§ Exercise brief
Below is a block of records; repeat all of them exactly.

§ Information given
● ● ● ● ●

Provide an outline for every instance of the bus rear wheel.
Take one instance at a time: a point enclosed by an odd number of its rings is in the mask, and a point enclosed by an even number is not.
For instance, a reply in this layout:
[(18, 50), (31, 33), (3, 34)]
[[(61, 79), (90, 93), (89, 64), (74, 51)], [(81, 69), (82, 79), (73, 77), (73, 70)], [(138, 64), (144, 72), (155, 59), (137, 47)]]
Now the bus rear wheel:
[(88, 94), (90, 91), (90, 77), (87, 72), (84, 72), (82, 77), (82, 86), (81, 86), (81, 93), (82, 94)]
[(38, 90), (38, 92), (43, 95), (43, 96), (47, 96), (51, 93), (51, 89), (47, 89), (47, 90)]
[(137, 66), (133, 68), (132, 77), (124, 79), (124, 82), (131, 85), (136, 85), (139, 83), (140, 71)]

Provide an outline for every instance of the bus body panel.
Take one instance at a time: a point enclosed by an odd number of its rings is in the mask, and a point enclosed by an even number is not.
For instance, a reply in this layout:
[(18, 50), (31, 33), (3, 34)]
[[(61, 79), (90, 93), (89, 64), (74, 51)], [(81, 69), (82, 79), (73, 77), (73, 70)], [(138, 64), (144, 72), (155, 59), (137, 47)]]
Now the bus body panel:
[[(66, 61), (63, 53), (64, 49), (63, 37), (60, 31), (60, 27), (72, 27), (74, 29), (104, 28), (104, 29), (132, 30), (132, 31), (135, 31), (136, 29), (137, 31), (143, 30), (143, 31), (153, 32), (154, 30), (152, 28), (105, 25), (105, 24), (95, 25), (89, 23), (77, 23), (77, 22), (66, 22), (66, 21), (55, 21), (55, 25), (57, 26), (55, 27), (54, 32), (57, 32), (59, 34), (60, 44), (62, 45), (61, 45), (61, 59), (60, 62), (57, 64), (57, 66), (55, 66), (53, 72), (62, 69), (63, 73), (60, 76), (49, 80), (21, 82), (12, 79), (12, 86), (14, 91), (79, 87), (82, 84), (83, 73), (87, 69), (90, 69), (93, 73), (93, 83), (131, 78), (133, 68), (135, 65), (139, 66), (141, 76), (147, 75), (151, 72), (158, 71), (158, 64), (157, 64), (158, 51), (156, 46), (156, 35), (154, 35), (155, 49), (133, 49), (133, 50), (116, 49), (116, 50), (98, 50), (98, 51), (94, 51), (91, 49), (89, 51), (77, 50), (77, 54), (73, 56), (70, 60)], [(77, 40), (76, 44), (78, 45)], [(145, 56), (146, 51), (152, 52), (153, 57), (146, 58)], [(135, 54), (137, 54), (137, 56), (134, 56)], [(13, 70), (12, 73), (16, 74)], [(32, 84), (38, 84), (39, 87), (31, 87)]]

● ● ● ● ●

§ Worked solution
Provide an outline for every instance of the bus rear wheel.
Take one instance at a time: a point enclosed by an odd number of its rings is in the mask, and a point enclosed by an even number is not.
For instance, a reply in this layout:
[(18, 50), (31, 33), (3, 34)]
[[(61, 79), (90, 93), (89, 64), (74, 51)], [(81, 69), (82, 79), (73, 77), (73, 70)], [(138, 64), (144, 72), (155, 59), (137, 47)]]
Now the bus rear wheel:
[(88, 94), (90, 91), (90, 77), (87, 72), (84, 72), (82, 77), (82, 86), (81, 86), (81, 93), (82, 94)]
[(38, 90), (38, 92), (43, 95), (43, 96), (47, 96), (51, 93), (51, 89), (47, 89), (47, 90)]
[(137, 66), (133, 68), (132, 77), (124, 79), (124, 82), (131, 85), (136, 85), (139, 83), (140, 71)]

Provide an outline for every instance of the bus body panel.
Take one instance at a time: a point enclosed by an odd number of its rings is in the mask, and a point enclosed by an even number is not.
For instance, a reply in this layout:
[(18, 50), (31, 33), (3, 34)]
[[(61, 79), (90, 93), (89, 64), (74, 51)], [(81, 69), (82, 79), (73, 77), (73, 70)], [(138, 64), (144, 72), (155, 59), (137, 47)]]
Now the bus body panel:
[[(66, 61), (63, 53), (64, 49), (63, 37), (60, 31), (60, 27), (72, 27), (74, 29), (104, 28), (104, 29), (132, 30), (132, 31), (135, 31), (136, 29), (137, 31), (143, 30), (143, 31), (153, 32), (154, 30), (152, 28), (105, 25), (105, 24), (95, 25), (89, 23), (77, 23), (77, 22), (66, 22), (66, 21), (55, 21), (55, 25), (57, 26), (55, 27), (54, 32), (57, 32), (59, 34), (60, 44), (62, 45), (61, 45), (61, 59), (60, 62), (57, 64), (57, 66), (55, 66), (53, 72), (62, 69), (63, 73), (60, 76), (49, 80), (21, 82), (12, 79), (12, 86), (14, 91), (79, 87), (82, 84), (83, 73), (87, 69), (90, 69), (93, 73), (93, 83), (131, 78), (133, 68), (135, 65), (139, 66), (141, 76), (147, 75), (151, 72), (158, 71), (158, 64), (157, 64), (158, 51), (156, 46), (156, 35), (154, 35), (155, 49), (133, 49), (133, 50), (116, 49), (116, 50), (98, 50), (98, 51), (94, 51), (91, 49), (89, 51), (77, 50), (77, 54), (73, 56), (70, 60)], [(77, 40), (76, 44), (78, 45)], [(145, 56), (146, 51), (152, 52), (153, 57), (146, 58)], [(135, 54), (137, 54), (137, 56), (134, 56)], [(13, 70), (12, 73), (16, 74)], [(32, 84), (38, 84), (39, 87), (31, 87)]]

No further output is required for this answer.